● **Task**
Your answer should be the lines below from the one with "positive clicks: (669, 310)" to the one with "box: [118, 106, 350, 399]", both included, given again exactly and with nothing added.

● **Source data**
BEGIN

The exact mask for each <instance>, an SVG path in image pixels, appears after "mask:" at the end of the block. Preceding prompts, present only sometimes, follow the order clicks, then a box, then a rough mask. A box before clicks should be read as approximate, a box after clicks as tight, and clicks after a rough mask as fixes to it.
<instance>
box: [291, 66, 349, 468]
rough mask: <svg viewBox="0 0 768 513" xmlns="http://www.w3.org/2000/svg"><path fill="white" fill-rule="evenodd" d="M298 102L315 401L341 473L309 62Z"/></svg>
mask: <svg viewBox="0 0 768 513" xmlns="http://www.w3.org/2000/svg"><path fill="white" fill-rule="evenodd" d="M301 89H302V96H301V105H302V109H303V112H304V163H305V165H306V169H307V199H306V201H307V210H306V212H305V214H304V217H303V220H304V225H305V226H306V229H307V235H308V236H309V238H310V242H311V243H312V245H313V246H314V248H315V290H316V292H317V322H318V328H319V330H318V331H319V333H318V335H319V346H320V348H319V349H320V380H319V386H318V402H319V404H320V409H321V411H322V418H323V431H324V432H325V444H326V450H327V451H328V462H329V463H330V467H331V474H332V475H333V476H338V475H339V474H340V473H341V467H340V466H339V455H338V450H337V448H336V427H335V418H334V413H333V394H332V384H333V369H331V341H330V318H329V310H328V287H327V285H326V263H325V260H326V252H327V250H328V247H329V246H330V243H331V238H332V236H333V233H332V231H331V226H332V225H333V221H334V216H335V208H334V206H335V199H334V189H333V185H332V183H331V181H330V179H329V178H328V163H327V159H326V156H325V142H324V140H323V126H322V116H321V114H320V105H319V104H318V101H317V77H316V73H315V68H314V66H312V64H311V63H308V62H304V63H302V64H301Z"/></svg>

END
BEGIN

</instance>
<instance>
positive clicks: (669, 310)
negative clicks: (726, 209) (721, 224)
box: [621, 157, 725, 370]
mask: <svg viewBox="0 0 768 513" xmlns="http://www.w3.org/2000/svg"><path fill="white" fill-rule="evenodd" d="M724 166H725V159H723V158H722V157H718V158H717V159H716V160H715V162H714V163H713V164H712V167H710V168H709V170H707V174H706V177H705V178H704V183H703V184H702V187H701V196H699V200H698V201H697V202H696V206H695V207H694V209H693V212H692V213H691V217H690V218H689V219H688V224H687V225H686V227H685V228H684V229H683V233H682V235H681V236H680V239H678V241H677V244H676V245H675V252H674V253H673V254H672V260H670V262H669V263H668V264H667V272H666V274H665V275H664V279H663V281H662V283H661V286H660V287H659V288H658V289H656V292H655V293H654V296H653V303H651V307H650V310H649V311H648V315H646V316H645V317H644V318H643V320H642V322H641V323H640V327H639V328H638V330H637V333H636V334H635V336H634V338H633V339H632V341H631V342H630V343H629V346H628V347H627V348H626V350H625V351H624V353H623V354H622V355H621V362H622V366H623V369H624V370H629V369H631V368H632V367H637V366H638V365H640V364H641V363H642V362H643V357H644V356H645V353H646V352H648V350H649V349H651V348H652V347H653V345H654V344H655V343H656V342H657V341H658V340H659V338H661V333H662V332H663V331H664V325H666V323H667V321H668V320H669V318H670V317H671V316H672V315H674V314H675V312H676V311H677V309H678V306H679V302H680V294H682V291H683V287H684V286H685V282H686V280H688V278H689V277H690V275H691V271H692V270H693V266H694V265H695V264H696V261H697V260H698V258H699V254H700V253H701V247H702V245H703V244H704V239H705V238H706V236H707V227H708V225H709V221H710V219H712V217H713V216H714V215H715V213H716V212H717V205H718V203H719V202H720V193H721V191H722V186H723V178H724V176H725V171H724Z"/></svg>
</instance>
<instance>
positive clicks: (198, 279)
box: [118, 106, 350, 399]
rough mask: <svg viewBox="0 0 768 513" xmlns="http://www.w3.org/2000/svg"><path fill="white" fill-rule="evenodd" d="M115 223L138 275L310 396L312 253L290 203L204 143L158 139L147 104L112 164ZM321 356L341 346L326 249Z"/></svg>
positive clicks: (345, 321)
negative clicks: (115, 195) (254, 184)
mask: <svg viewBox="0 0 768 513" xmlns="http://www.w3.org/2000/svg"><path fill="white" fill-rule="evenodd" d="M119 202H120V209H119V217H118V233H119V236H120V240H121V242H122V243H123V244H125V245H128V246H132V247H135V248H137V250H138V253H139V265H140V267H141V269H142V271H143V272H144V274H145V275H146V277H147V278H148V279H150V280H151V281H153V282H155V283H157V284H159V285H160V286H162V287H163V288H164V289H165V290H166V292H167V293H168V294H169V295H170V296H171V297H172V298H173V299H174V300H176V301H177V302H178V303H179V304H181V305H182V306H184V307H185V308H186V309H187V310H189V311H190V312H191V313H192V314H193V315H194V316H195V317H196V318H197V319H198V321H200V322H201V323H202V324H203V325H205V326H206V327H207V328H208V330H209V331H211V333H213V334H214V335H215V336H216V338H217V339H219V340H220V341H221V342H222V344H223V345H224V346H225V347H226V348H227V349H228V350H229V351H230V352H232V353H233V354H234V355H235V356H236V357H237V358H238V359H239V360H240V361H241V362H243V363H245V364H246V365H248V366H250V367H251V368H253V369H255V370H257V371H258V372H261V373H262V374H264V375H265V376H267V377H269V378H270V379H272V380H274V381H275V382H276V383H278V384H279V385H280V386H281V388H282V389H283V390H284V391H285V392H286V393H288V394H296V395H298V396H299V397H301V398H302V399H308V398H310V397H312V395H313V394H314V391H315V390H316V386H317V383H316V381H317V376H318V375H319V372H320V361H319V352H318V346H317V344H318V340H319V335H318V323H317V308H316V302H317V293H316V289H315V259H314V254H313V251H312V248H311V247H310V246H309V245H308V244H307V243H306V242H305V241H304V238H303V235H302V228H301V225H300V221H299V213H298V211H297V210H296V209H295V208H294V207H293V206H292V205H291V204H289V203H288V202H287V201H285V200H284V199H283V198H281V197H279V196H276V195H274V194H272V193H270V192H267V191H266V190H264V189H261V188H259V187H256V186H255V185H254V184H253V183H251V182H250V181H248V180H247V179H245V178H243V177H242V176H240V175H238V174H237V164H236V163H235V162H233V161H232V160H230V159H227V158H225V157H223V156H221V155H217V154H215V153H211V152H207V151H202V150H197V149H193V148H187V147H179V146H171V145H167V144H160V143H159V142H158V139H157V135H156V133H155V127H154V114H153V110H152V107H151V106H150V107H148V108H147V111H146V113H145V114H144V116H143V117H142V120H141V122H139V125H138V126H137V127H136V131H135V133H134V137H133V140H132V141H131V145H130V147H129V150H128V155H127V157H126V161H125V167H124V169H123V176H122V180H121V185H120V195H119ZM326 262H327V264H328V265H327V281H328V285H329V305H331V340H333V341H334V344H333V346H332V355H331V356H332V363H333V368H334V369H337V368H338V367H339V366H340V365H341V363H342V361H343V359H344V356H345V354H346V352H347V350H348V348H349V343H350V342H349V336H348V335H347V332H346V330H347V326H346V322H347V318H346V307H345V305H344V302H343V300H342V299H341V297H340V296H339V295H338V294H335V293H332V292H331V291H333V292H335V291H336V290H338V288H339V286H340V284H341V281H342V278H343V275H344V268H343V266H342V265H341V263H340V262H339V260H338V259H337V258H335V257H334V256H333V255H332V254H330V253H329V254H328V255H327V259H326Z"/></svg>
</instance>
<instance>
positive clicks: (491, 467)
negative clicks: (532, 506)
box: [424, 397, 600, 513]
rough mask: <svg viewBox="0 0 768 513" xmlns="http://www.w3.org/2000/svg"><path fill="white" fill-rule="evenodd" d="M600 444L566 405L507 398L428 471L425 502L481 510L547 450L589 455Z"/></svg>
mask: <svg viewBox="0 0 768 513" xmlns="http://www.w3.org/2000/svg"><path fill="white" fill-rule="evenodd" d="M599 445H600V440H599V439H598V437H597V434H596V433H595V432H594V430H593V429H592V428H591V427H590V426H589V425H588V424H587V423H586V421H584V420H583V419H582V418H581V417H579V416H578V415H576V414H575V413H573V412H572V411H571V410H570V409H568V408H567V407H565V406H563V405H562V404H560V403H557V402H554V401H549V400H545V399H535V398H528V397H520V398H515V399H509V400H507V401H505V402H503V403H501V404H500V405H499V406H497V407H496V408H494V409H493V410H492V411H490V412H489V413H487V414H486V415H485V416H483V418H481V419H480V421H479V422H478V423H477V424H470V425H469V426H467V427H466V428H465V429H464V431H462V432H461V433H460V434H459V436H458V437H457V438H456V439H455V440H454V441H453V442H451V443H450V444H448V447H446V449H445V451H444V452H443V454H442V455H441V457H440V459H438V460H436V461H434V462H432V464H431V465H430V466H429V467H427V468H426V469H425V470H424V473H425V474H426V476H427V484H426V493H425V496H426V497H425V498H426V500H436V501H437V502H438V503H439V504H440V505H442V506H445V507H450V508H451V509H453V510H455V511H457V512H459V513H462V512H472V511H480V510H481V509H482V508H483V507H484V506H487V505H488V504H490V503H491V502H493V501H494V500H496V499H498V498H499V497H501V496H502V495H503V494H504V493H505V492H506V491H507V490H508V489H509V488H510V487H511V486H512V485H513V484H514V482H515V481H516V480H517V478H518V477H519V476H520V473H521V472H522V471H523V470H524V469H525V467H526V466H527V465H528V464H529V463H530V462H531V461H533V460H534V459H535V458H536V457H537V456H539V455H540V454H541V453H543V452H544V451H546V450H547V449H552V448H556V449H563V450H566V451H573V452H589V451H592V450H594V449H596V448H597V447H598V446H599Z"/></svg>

END

● **Exercise answer**
positive clicks: (669, 310)
negative clicks: (726, 209) (721, 224)
box: [621, 157, 725, 370]
mask: <svg viewBox="0 0 768 513" xmlns="http://www.w3.org/2000/svg"><path fill="white" fill-rule="evenodd" d="M724 166H725V159H723V158H722V157H718V158H717V159H716V160H715V162H714V163H713V164H712V167H710V168H709V170H707V174H706V177H705V178H704V183H703V184H702V187H701V196H699V200H698V201H697V202H696V206H695V207H694V209H693V212H692V213H691V217H690V218H689V219H688V224H687V225H686V227H685V228H684V229H683V233H682V235H681V236H680V239H678V241H677V244H676V245H675V252H674V253H673V254H672V260H670V262H669V263H668V264H667V272H666V274H665V275H664V279H663V281H662V283H661V286H660V287H659V288H658V289H656V292H655V293H654V296H653V303H651V307H650V310H649V311H648V315H646V316H645V317H644V318H643V320H642V322H641V323H640V327H639V328H638V330H637V333H636V334H635V336H634V338H633V339H632V341H631V342H630V343H629V346H628V347H627V348H626V350H625V351H624V353H623V354H622V355H621V362H622V366H623V369H624V370H629V369H631V368H632V367H637V366H638V365H640V364H641V363H642V362H643V357H644V356H645V353H646V352H648V350H649V349H651V348H652V347H653V345H654V344H655V343H656V342H657V341H658V340H659V338H661V333H662V332H663V331H664V325H666V323H667V321H668V320H669V318H670V317H671V316H672V315H674V314H675V312H676V311H677V309H678V306H679V302H680V294H682V291H683V287H684V286H685V282H686V280H688V278H689V277H690V275H691V271H692V270H693V266H694V265H695V264H696V261H697V260H698V258H699V254H700V253H701V247H702V245H703V244H704V239H705V238H706V236H707V227H708V225H709V221H710V219H712V217H713V216H714V215H715V213H716V212H717V205H718V203H719V202H720V193H721V191H722V186H723V178H724V176H725V171H724Z"/></svg>
</instance>
<instance>
positive clicks: (198, 279)
box: [118, 106, 350, 399]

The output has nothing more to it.